◆ **The task**:
Repeat the material in full. Keep every line exactly as it is.
## BEGIN
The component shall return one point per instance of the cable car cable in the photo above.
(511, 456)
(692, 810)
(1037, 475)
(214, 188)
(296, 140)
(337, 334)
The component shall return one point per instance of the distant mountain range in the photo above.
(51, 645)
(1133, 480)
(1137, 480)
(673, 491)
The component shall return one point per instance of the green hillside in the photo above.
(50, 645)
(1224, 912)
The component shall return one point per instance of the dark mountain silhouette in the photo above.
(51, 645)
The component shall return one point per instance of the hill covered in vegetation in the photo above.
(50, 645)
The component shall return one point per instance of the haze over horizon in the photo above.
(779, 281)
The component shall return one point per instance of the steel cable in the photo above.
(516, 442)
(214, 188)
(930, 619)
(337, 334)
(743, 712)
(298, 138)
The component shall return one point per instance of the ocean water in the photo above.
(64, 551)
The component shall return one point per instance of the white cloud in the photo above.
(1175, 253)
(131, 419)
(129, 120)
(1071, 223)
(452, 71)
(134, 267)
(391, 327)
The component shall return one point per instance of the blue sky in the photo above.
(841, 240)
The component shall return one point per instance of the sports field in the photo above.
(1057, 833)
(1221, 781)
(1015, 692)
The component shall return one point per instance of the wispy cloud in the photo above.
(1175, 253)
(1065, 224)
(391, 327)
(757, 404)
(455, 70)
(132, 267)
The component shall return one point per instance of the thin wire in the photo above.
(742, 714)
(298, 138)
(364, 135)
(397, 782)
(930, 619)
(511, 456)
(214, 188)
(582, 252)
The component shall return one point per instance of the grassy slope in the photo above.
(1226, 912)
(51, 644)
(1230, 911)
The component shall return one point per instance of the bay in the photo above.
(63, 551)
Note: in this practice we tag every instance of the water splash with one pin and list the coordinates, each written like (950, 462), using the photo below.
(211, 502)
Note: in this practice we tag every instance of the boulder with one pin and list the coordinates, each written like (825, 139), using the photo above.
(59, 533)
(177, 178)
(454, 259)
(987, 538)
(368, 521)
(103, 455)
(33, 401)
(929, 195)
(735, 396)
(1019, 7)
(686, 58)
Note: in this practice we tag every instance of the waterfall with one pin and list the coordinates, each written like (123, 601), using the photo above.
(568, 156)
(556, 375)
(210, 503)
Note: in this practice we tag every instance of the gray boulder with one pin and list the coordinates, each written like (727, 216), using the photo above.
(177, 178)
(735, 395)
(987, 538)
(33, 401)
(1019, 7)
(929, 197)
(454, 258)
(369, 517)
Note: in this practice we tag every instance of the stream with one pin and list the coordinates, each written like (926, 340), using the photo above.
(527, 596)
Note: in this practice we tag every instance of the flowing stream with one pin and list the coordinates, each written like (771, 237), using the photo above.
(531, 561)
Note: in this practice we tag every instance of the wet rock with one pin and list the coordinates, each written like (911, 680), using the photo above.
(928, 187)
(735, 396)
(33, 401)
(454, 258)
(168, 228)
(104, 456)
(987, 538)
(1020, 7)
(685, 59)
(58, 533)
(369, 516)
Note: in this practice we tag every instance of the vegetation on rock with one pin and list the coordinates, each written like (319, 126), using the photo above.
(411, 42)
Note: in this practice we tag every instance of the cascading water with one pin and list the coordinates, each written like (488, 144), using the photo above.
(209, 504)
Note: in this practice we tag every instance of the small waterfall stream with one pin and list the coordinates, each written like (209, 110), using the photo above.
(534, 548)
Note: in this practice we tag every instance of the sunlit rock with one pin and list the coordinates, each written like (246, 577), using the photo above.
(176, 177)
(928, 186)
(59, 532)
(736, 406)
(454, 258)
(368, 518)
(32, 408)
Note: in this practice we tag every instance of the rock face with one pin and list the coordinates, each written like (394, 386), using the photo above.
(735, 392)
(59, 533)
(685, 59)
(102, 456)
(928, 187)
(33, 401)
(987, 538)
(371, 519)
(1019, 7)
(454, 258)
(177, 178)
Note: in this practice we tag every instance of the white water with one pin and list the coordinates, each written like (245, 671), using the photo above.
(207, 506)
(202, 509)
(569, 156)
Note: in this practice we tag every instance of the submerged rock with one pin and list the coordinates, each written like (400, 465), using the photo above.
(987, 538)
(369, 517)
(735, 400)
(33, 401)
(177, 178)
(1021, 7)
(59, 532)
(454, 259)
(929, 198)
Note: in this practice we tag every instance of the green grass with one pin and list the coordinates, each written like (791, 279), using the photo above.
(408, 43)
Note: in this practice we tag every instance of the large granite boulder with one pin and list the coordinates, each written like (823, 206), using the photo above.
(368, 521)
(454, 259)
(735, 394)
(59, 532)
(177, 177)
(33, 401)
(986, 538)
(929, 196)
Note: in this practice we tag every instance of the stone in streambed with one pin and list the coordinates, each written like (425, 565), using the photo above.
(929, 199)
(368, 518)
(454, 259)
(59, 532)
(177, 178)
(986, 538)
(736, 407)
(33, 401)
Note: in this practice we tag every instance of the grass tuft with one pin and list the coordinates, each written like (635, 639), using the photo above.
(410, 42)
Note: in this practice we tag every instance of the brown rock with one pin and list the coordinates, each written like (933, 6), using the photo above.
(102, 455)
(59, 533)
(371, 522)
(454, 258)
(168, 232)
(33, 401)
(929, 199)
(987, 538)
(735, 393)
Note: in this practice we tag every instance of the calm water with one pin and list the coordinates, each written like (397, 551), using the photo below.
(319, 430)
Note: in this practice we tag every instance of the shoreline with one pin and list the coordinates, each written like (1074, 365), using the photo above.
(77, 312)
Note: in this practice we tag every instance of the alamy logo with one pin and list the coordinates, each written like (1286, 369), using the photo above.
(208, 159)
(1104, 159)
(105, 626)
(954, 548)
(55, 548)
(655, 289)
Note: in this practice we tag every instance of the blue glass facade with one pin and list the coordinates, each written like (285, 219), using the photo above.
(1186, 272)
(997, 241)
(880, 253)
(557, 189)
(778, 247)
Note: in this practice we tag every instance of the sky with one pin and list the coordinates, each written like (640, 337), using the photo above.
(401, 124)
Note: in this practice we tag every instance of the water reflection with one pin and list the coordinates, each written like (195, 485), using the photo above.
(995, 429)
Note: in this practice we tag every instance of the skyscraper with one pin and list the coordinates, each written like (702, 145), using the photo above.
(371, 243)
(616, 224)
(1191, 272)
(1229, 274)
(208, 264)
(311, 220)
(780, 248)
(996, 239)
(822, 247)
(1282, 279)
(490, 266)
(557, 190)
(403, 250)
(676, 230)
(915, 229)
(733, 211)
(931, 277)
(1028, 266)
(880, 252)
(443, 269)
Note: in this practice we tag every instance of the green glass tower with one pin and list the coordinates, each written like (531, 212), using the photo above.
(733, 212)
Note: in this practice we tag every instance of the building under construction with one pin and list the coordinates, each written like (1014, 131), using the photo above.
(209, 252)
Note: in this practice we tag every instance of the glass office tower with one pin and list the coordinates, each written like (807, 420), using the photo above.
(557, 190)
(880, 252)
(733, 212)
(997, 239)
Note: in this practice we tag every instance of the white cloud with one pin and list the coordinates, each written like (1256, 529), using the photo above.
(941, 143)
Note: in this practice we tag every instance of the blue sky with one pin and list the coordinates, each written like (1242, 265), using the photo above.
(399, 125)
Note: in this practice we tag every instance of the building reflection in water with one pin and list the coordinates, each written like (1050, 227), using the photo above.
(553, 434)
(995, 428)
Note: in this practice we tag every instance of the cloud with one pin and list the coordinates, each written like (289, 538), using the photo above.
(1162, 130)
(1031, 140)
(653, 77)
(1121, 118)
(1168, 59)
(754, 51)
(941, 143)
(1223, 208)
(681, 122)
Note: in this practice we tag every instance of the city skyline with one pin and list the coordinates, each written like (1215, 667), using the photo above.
## END
◆ **Written solution**:
The component shall return one point per instance of the cable car cable in the photo above.
(511, 456)
(692, 810)
(1037, 475)
(214, 188)
(296, 140)
(337, 334)
The component shall return one point per instance of the distant mountain range in the photo above.
(51, 645)
(1133, 480)
(1137, 480)
(673, 491)
The component shall return one point per instance of the green hillside in the photo above.
(50, 645)
(1224, 912)
The component shall return one point per instance of the dark mountain silhouette in the photo above.
(51, 645)
The component shall return one point per instance of the hill covered in vegetation in the photo above.
(50, 645)
The component shall return one point per instance of the haze over horizon in the photo above.
(779, 281)
The component shall return one point per instance of the steel cable in the photo above.
(516, 442)
(214, 188)
(930, 619)
(337, 334)
(743, 712)
(298, 138)
The component shall return one point per instance of the ocean water in the photo above.
(64, 551)
The component shall return one point per instance of the white cloud in the photo above.
(1175, 253)
(131, 419)
(129, 120)
(1071, 223)
(452, 71)
(134, 267)
(391, 327)
The component shall return one point per instance of the blue sky in the photo above.
(841, 240)
The component shall return one point per instance of the sports field in the photo above.
(1057, 833)
(1221, 781)
(1015, 692)
The component shall return one point per instance of the wispy cloud in the photo above.
(1175, 253)
(1065, 224)
(391, 327)
(757, 404)
(455, 70)
(132, 267)
The component shall return one point per instance of the thin wire in the photo above.
(742, 714)
(298, 138)
(364, 135)
(397, 782)
(930, 619)
(511, 456)
(214, 188)
(582, 252)
The component shall return one point per instance of the grassy slope in the photo above.
(1226, 912)
(51, 644)
(1230, 911)
The component shall return one point per instance of the bay in the photo above.
(63, 551)
Note: in this practice we tag every instance of the water splash with one pin and list the coordinates, each written like (950, 462), using the photo below.
(211, 502)
Note: in this practice we tag every instance of the boulder with one pin and list the coordinates, each written like (825, 139), using the photo above.
(59, 533)
(177, 178)
(454, 259)
(987, 538)
(368, 521)
(103, 455)
(33, 401)
(929, 195)
(735, 396)
(1019, 7)
(686, 58)
Note: in this practice we tag every instance of the waterfall with one pin and list the coordinates, each written like (123, 601), using the photo above.
(568, 156)
(556, 375)
(210, 503)
Note: in this practice we tag every instance of the gray boulder with one pin and list the coordinates, each written like (727, 216), using the photo above.
(177, 178)
(735, 395)
(987, 538)
(33, 401)
(1019, 7)
(929, 197)
(454, 258)
(369, 517)
Note: in this practice we tag every instance of the stream with one pin and list the coordinates, each written like (926, 340), using the photo above.
(527, 596)
Note: in this practice we tag every instance of the flowing stream with one pin and list the coordinates, each written like (771, 237), using the photo above.
(531, 561)
Note: in this practice we tag every instance of the wet rock with one pin and list the coordinates, each written like (911, 680), using the photo above.
(928, 187)
(735, 396)
(33, 401)
(454, 258)
(168, 228)
(104, 456)
(987, 538)
(1020, 7)
(685, 59)
(58, 533)
(369, 516)
Note: in this practice we tag every instance of the vegetation on rock with one pin and list the coordinates, each written like (319, 126), using the photo above.
(411, 42)
Note: in this practice we tag every instance of the cascading water with one pin and list the coordinates, each written like (488, 144), using the photo above.
(209, 504)
Note: in this practice we tag every instance of the small waterfall stream with one pin and list the coordinates, each written like (209, 110), using the photo above.
(534, 548)
Note: in this practice we tag every instance of the sunlit rock with one pin and list the coordinates, each written like (246, 577), using the photo above.
(176, 177)
(928, 186)
(59, 532)
(736, 406)
(454, 258)
(368, 518)
(32, 408)
Note: in this practice we tag every instance of the rock face with one pin and list the coordinates, each written like (394, 386), using the photo above.
(735, 392)
(59, 533)
(685, 59)
(102, 456)
(928, 187)
(33, 401)
(987, 538)
(371, 519)
(1019, 7)
(454, 258)
(177, 178)
Note: in this practice we tag every instance of the white water with one pin and list the coordinates, each written like (245, 671), using the photo above.
(207, 506)
(202, 509)
(569, 156)
Note: in this practice we tag every instance of the submerged rock with one pin and list the coordinates, each written like (400, 465), using the photo above.
(987, 538)
(369, 517)
(735, 400)
(33, 401)
(177, 178)
(1021, 7)
(59, 532)
(454, 259)
(929, 198)
Note: in this practice we tag every instance of the green grass with one pin and list the coordinates, each written like (791, 279), using the photo above.
(408, 43)
Note: in this practice we tag every instance of the large granite boulder with one pin and list the coordinates, each written like (823, 206), using the photo above.
(368, 521)
(454, 259)
(735, 394)
(59, 532)
(177, 177)
(33, 401)
(986, 538)
(929, 196)
Note: in this practice we tag every instance of the stone in streambed with one pin and list the coordinates, each written like (425, 565), using the photo above.
(929, 199)
(368, 518)
(454, 259)
(59, 532)
(177, 178)
(986, 538)
(736, 407)
(33, 401)
Note: in this practice we tag every instance of the grass tuft with one pin and list the coordinates, each written like (635, 639), using the photo above.
(410, 42)
Note: in this practice we tag every instance of the brown rock with one pin and list the coordinates, each written like (933, 6), using the photo above.
(102, 455)
(59, 533)
(371, 522)
(454, 258)
(168, 232)
(33, 401)
(929, 199)
(987, 538)
(735, 393)
Note: in this practice we tag every instance of the calm water with one pin and list the coordinates, each written like (397, 551), using the photo below.
(319, 430)
Note: in this practice we tag every instance of the shoreline with one pin and list the coordinates, each written like (1074, 365), using the photo above.
(77, 312)
Note: in this practice we tag every instance of the alamy logo with one pin and list the coordinates, each written like (1286, 369), using the photo above.
(208, 159)
(1104, 159)
(105, 626)
(954, 548)
(55, 548)
(655, 289)
Note: in this practice we tag every instance of the blue glass facade with one pin and list the coordinates, each written like (285, 219), using the photo above.
(1186, 272)
(997, 241)
(880, 253)
(557, 189)
(778, 247)
Note: in this practice we tag every instance of the sky with one pin and list the coordinates, each written like (640, 337), using the photo above.
(401, 124)
Note: in this practice we tag every instance of the water reflection with one pin and list the coordinates, each written like (195, 485), using the photo above.
(995, 429)
Note: in this practice we tag every instance of the skyscraper with one pin and list the coordinates, each written like (702, 145), using the photo above.
(371, 243)
(616, 224)
(1191, 272)
(1229, 274)
(208, 264)
(311, 220)
(780, 248)
(996, 239)
(822, 247)
(1282, 279)
(490, 266)
(557, 190)
(403, 250)
(676, 230)
(915, 229)
(733, 211)
(931, 277)
(1028, 266)
(880, 252)
(443, 269)
Note: in this practice we tag every instance of the green glass tower with one pin and list the coordinates, each written like (531, 212), using the photo above.
(733, 212)
Note: in this practice we tag every instance of the building under construction with one pin and list the coordinates, each written like (1014, 131), using the photo above.
(209, 252)
Note: in this practice we tag every instance of the glass office tower with one pin and list the coordinates, each written like (807, 420), using the photo above.
(557, 190)
(880, 252)
(733, 212)
(997, 239)
Note: in this practice we tag every instance of the white cloud with one pin and list the coordinates, each written like (1256, 529), using the photo above.
(941, 143)
Note: in this practice we tag every instance of the blue sky with one pin and list the coordinates, each written like (1242, 265), using the photo above.
(399, 125)
Note: in this practice we tag every instance of the building reflection in water with one pin and list the coordinates, each written like (1050, 227), using the photo above.
(553, 434)
(995, 428)
Note: in this practice we tag every instance of the cloud with one pin and list the coordinates, each written like (289, 538), using the photo above.
(1162, 130)
(1031, 140)
(653, 77)
(1121, 118)
(1168, 59)
(754, 51)
(941, 143)
(1223, 208)
(681, 122)
Note: in this practice we tag every instance of the city skyline with one pin and list the coordinates, each written like (1215, 667), using the photo above.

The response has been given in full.